Trecho fornecido:
1. — Sob o título de Um Milagre, o Sr. Mathieu, antigo farmacêutico do Exército, acaba de publicar uma relação de vários fatos de escrita direta, dos quais foi testemunha. Considerando que tais fatos se produziram em circunstâncias mais ou menos idênticas aos que relatamos em nosso número do mês de agosto [Pneumatografia ou escrita direta], e não apresentando nenhuma característica especial, julgamos por bem não descrevê-los. Contudo, nós os mencionamos unicamente para mostrar que os fenômenos espíritas não são privilégio exclusivo de ninguém, e aproveitar a ocasião para cumprimentar o Sr. Mathieu pelo zelo com que os propaga. Várias outras pequenas brochuras e artigos do mesmo autor, em diversos jornais, disso são a prova. O Sr. Mathieu é um homem de ciência que, como tantos outros e como nós próprios, passou pela fileira da incredulidade. Viu-se, porém, obrigado a ceder ante a evidência, porquanto, contra os fatos é necessário depor as armas. Permitimo-nos apenas criticar o título dado à sua última publicação, não por uma questão de jogo de palavras, mas porque acreditamos que o assunto tenha uma certa importância e merece um exame sério.

Em sua acepção primitiva e por sua etimologia, a palavra milagre significa coisa extraordinária, coisa admirável de ver, mas essa palavra, como tantas outras, afastou-se do sentido originário e, conforme a Academia, hoje se diz de um ato do poder divino, contrário às leis comuns da Natureza. Tal é, com efeito, a sua acepção usual, e não é senão por comparação e por metáfora que se aplica às coisas vulgares que nos surpreendem e cuja causa é desconhecida.

Terá o fenômeno relatado pelo Sr. Mathieu o caráter de um milagre, no verdadeiro sentido da palavra? Certamente que não. Como já dissemos, o milagre é uma derrogação das leis da Natureza. Não entra de modo algum em nossa cogitação examinar se Deus julgou útil, em determinadas circunstâncias, derrogar as leis por ele mesmo estabelecidas; nosso fim é unicamente demonstrar que o fenômeno da escrita direta, por mais extraordinário que seja, não derroga absolutamente essas leis, nem possui nenhum caráter miraculoso. O milagre não se explica; a escrita direta, ao contrário, explica-se da maneira mais racional, como vimos em nosso artigo sobre esse assunto. Não se trata, pois, de um milagre, mas de um simples fenômeno que tem sua razão de ser nas leis gerais. O milagre tem ainda um outro caráter: o de ser insólito e isolado. Ora, desde que um fato se reproduz, por assim dizer à vontade e por diversas pessoas, já não pode haver um milagre.

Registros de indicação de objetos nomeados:
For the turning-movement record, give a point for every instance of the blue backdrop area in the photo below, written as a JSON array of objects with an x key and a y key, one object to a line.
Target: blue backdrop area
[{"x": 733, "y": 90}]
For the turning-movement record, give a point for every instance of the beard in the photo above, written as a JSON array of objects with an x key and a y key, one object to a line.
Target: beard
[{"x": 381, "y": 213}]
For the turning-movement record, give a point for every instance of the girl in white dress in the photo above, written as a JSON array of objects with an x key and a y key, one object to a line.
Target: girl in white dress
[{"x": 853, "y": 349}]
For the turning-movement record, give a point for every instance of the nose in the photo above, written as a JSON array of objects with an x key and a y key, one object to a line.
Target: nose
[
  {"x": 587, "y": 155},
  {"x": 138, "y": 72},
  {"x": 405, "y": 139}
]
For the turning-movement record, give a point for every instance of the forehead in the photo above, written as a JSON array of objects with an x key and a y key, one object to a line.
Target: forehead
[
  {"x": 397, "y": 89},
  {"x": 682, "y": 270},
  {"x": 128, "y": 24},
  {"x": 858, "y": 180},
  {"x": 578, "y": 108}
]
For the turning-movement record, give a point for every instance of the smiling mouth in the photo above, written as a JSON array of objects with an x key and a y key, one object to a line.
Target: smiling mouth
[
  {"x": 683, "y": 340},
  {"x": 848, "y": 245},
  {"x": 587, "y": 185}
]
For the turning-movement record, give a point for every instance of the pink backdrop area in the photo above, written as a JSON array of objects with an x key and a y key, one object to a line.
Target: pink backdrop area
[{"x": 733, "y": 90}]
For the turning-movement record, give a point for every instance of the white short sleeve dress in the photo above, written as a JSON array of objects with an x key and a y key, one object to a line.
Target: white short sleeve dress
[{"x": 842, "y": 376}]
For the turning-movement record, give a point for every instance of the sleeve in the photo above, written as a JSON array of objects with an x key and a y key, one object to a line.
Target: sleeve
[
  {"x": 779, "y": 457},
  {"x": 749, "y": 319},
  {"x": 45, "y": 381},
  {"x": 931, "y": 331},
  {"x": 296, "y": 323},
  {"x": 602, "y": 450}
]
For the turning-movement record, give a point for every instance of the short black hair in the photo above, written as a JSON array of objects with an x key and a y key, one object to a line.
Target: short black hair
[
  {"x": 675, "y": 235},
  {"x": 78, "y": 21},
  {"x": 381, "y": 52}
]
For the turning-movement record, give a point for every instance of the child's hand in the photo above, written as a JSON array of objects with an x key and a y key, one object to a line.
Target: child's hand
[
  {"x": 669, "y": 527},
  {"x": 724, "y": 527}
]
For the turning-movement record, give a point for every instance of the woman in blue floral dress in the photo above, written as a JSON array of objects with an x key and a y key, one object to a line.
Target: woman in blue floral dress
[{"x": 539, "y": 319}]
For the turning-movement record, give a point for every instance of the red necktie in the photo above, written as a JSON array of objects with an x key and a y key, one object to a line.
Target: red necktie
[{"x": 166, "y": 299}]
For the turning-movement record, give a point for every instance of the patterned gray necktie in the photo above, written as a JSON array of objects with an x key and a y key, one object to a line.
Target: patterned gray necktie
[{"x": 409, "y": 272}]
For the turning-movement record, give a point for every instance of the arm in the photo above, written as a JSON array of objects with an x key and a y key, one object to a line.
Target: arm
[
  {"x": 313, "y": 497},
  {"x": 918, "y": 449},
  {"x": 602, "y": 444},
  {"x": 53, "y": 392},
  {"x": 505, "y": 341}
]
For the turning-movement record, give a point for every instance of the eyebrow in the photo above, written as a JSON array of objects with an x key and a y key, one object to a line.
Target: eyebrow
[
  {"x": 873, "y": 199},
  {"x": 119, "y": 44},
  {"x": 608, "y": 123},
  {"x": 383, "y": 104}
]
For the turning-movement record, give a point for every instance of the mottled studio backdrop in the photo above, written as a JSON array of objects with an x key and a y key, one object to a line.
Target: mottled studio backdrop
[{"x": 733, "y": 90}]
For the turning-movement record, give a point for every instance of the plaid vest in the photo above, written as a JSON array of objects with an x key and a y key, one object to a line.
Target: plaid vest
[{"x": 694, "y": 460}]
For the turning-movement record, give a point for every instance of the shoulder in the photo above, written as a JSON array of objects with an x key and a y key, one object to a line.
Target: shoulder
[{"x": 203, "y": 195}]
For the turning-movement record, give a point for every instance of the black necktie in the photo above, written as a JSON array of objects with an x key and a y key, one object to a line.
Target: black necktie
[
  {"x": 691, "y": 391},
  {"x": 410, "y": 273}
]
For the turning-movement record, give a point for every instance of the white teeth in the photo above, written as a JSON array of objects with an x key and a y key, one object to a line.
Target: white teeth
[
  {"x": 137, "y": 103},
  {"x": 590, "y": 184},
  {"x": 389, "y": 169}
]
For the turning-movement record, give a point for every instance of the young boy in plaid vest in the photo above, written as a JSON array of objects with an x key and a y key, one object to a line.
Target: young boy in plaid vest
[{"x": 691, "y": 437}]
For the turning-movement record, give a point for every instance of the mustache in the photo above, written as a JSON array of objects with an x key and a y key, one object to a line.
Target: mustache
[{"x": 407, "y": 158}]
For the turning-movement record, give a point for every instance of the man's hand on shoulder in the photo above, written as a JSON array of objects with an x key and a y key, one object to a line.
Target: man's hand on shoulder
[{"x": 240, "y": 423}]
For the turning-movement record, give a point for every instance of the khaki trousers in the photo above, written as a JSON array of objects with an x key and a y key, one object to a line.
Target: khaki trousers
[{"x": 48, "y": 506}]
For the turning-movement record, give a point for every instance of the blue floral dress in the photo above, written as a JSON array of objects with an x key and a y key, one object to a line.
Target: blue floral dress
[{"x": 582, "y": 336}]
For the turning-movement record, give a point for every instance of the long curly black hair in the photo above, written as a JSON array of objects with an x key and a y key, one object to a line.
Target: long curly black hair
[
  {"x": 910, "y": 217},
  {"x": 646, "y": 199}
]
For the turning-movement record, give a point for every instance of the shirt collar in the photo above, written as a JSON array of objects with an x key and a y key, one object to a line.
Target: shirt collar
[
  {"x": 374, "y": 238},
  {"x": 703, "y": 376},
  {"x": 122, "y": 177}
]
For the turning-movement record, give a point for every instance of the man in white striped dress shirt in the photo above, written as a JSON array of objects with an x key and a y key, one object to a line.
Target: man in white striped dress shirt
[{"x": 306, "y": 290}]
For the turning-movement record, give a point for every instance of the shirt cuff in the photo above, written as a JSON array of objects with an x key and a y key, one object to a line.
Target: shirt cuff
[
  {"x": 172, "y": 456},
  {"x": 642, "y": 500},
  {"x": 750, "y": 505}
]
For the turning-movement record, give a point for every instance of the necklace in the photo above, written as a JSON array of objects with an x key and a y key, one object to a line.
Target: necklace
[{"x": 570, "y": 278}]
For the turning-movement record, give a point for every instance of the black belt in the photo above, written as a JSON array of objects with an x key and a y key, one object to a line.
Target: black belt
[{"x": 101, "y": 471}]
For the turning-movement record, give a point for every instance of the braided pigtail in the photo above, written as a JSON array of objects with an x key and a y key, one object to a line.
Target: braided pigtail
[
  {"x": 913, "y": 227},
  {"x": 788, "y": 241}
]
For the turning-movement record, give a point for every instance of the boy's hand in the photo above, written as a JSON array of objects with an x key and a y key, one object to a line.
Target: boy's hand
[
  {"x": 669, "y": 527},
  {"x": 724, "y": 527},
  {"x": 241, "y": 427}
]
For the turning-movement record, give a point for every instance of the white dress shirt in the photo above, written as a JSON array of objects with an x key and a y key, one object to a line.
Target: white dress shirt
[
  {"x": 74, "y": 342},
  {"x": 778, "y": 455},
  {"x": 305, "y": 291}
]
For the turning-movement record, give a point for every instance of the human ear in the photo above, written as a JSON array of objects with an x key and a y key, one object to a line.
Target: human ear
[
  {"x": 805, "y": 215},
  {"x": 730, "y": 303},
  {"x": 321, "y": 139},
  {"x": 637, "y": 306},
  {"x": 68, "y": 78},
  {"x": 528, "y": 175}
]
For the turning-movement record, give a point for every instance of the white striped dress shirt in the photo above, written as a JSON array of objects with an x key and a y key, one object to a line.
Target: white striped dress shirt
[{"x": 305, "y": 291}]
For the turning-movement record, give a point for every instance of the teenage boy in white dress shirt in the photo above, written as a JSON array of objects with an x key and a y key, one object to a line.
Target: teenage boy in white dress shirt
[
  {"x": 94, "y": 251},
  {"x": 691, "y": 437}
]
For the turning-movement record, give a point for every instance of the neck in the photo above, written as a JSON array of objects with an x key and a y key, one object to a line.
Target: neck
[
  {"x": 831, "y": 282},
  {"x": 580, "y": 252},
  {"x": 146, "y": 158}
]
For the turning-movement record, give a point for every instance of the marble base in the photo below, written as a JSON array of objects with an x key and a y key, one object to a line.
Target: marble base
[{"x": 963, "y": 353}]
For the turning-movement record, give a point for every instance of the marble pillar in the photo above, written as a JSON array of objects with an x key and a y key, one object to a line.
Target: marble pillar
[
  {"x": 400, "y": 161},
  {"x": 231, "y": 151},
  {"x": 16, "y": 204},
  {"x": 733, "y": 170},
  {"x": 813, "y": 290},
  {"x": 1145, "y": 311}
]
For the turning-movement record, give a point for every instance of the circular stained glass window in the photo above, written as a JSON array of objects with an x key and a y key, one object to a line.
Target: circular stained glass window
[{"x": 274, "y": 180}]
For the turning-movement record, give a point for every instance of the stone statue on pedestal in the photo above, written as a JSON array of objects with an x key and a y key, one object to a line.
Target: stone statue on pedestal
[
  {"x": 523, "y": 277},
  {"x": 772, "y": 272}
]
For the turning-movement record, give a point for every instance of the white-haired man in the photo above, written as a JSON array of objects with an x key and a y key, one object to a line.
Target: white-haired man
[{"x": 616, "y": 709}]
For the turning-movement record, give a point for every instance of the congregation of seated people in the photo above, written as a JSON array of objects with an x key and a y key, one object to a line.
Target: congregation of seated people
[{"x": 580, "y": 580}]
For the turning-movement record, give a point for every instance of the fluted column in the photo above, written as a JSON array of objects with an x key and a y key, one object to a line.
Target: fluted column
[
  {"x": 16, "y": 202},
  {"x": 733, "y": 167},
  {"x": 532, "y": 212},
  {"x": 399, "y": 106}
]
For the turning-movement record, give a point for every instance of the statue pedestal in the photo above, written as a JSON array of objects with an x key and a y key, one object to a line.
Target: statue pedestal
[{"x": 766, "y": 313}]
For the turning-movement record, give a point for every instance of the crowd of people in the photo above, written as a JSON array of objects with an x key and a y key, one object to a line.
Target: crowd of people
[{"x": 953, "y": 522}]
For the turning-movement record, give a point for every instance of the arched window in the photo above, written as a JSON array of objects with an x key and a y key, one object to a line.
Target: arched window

Instruções de trabalho:
**1.** Copie, do texto sobre a escrita direta, a parte que começa nas palavras "Em sua acepção" e para logo depois de "causa é desconhecida.".
**2.** Prossiga com o texto sobre a escrita direta a partir do ponto em que ele termina.
Os dados vêm de outra fonte.

Respostas esperadas:
**1.**
Em sua acepção primitiva e por sua etimologia, a palavra milagre significa coisa extraordinária, coisa admirável de ver, mas essa palavra, como tantas outras, afastou-se do sentido originário e, conforme a Academia, hoje se diz de um ato do poder divino, contrário às leis comuns da Natureza. Tal é, com efeito, a sua acepção usual, e não é senão por comparação e por metáfora que se aplica às coisas vulgares que nos surpreendem e cuja causa é desconhecida.

**2.**
Aos olhos dos ignorantes, a Ciência faz milagres todos os dias. Eis por que outrora aqueles que sabiam mais que o vulgo passavam por feiticeiros; e como se acreditava que toda ciência viesse do diabo, eles eram queimados. Hoje, que estamos muito mais civilizados, contentamo-nos em enviá-los aos hospícios. Depois que deixamos os inventores morrer de fome, erigimos-lhes estátuas e os proclamamos benfeitores da Humanidade. Mas deixemos essas tristes páginas de nossa história e voltemos ao assunto. Se um homem, que se ache realmente morto, for chamado à vida por intervenção divina, haverá verdadeiro milagre, por ser esse um fato contrário às leis da Natureza. Mas, se em tal homem houver apenas aparências de morte, se lhe restar uma vitalidade latente e a Ciência, ou uma ação magnética, conseguir reanimá-lo, para as pessoas esclarecidas ter-se-á dado um simples fenômeno natural, mas, para o vulgo ignorante, o fato passará por miraculoso e o autor será apedrejado ou venerado, conforme o caráter das pessoas. Lance um físico, do meio de certas campinas, um papagaio elétrico e faça que o raio caia sobre uma árvore e certamente esse novo Prometeu será tido por armado de diabólico poder; e seja dito de passagem, Prometeu parece ter-se antecipado singularmente a Franklin.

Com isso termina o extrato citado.